Location annotation dataset excerpts:
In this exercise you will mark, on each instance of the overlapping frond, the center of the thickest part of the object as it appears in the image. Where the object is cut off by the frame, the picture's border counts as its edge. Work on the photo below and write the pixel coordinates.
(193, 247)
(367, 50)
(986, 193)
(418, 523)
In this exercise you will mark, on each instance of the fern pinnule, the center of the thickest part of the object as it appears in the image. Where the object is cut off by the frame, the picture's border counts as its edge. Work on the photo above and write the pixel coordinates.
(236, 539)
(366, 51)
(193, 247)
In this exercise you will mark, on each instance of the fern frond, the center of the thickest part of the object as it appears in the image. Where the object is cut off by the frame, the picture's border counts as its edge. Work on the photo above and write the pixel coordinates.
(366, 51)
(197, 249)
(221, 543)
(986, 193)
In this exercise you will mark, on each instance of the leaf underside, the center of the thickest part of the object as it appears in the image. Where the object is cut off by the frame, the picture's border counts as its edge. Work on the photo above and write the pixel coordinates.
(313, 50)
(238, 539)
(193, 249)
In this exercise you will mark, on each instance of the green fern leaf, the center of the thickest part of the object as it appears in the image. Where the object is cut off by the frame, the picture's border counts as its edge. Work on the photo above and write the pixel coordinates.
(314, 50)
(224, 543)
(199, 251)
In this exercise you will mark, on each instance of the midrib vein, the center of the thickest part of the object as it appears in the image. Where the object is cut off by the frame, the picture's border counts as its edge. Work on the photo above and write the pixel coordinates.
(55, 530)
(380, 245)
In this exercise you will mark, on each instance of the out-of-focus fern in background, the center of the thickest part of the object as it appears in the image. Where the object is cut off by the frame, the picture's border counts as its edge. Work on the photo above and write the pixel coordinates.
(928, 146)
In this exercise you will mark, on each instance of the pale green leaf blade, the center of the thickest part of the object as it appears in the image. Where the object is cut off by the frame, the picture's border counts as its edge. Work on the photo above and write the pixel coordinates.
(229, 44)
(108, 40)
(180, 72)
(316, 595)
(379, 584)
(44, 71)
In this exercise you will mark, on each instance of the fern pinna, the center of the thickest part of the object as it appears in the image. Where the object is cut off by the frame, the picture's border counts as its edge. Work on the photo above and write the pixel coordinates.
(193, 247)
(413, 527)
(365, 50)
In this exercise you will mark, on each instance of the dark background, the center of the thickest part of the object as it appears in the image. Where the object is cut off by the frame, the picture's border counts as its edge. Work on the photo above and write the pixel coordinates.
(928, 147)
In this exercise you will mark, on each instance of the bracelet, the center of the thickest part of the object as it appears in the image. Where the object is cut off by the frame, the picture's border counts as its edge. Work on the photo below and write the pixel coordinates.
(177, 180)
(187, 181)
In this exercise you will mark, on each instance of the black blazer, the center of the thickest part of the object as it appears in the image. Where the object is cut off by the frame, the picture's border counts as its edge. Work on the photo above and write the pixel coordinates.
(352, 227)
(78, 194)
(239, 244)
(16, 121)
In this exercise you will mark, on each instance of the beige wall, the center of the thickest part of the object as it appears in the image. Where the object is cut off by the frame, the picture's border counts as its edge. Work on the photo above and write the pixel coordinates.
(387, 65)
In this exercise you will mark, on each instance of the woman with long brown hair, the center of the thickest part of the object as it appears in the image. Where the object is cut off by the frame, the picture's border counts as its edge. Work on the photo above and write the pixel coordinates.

▸ **Given request**: Print out every entry, keeping each one exact.

▸ **Solution to this exercise**:
In this exercise you will mark, on each instance of the overlapping frond, the center of the thickest part of the object as it appears in the image. Where the object is cut off by the frame, the picture's border counts as its edge. Work on the photo below and write the pixel coordinates.
(193, 247)
(367, 50)
(986, 193)
(418, 523)
In this exercise you will mark, on each instance of the fern pinnule, the center of the thickest part of the object as it appears in the image. Where the object is cut off by the frame, the picture's border counts as its edge. Work on the photo above and write the pixel coordinates.
(236, 539)
(366, 51)
(193, 247)
In this exercise you will mark, on each instance of the fern frond, the center of the thickest part of the object as it appears in the image. Where the object is cut off by the frame, the picture's border counts as its edge. Work on the photo above and write the pixel coordinates.
(366, 51)
(197, 249)
(221, 543)
(986, 193)
In this exercise you will mark, on each instance of the leaf underside, the center of the thickest part of the object as it appears in the image. Where the object is cut off by the frame, the picture's border counts as its edge. Work on the photo above and write the pixel coordinates.
(313, 50)
(238, 539)
(193, 249)
In this exercise you will mark, on each instance of the green fern leaf, the center of the thickest part of the object as it appears in the image. Where the object is cut off by the frame, the picture's border counts as its edge. Work on the photo above and write the pixel coordinates.
(314, 50)
(224, 543)
(199, 251)
In this exercise you will mark, on each instance of the midrib vein, the center of the thickest part of the object as it appears in the image. Where the object is cut off by the frame, the picture's border counts as its edge. Work on the photo above and write the pixel coordinates.
(55, 530)
(380, 245)
In this exercise you will mark, on each instance of the out-of-focus fern in background, the center of the thickest part of the object as it appears in the image. Where the object is cut off by the frame, the picture's border counts as its edge. Work on the photo above and write the pixel coordinates.
(928, 146)
In this exercise you will mark, on each instance of the pale green leaf blade, the center of the thickest part of the object as it appears in the image. Where the object is cut off by the frame, the picture's border counts as its edge. Work on the photo above and write the pixel coordinates.
(229, 44)
(108, 40)
(180, 72)
(316, 595)
(379, 584)
(44, 71)
In this exercise you will mark, on each instance of the fern pinna, the center of the thickest part of the object as it appears in the image. Where the object is cut off by the frame, the picture's border counts as its edge. Work on the photo above and write the pixel coordinates.
(193, 247)
(413, 527)
(365, 50)
In this exercise you will mark, on each instance of the dark background, the center of the thickest part of the object as it appears in the image. Where the object is cut off by the frame, the picture's border counts as its edge. Work on the photo above and write the pixel coordinates.
(928, 147)
In this exercise you will mark, on each instance of the bracelet, the center of the thickest part of the object as it appears in the image. Where the object is cut off by the frame, the picture's border counts as its edge. Work on the photo below and write the pixel coordinates.
(177, 180)
(187, 181)
In this exercise you will mark, on each instance of the black blazer, the center of the thickest part of the object as it appears in the image. Where the object is cut off by the frame, the picture's border counts as its edge. Work on the photo above and write the pixel coordinates.
(352, 227)
(78, 194)
(239, 244)
(16, 121)
In this exercise you will mark, on each instance of the beige wall, the center of the thickest part of the object as it appears in the image. Where the object is cut off by the frame, the picture's border counts as its edge. Work on the photo above and write the pixel coordinates.
(387, 65)
In this exercise you will mark, on each instance of the woman with long brown hair, the center of the thickest part of the object as it appears in the image. Where the object is cut off by the frame, the picture's border counts as its edge. Work on the photo above and write the pixel coordinates.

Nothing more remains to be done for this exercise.